# What this task involves
Find each line in the entries that contains the word "reference" and copy those lines out.

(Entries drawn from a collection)
-- Start --

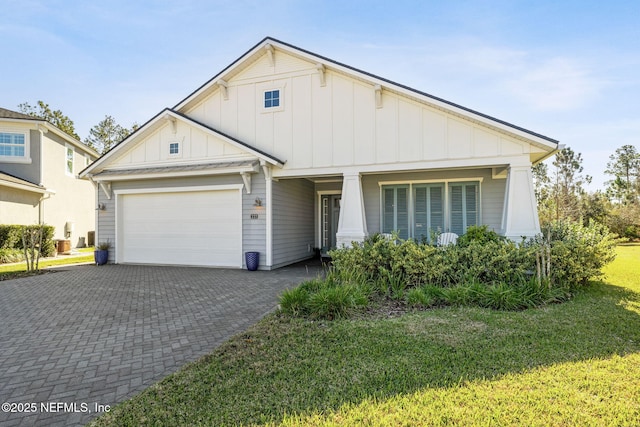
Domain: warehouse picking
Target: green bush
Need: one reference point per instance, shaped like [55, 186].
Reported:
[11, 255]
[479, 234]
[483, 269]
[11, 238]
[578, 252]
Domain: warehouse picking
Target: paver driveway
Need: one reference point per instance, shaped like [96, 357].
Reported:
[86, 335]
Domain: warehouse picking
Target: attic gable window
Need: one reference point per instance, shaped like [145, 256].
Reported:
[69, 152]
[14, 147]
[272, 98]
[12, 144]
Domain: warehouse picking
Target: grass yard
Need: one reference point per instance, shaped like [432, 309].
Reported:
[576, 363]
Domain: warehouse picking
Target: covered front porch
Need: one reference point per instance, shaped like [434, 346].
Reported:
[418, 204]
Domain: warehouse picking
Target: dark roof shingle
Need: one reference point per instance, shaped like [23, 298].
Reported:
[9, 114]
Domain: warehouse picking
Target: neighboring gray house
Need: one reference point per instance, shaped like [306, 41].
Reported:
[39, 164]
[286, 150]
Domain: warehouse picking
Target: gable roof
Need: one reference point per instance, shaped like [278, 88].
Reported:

-- End --

# Correct answer
Need: one reference point per instance, shaped like [55, 186].
Need: one reference point per instance, shaped like [96, 357].
Need: one reference point per instance, shaped like [145, 256].
Need: one reference point per instance, shaped like [432, 309].
Need: one reference point per instance, shaped like [434, 346].
Need: one reference point per instance, shaped like [23, 298].
Need: one reference point per instance, shaped like [306, 41].
Need: one reference point per instance, shaped like [278, 88].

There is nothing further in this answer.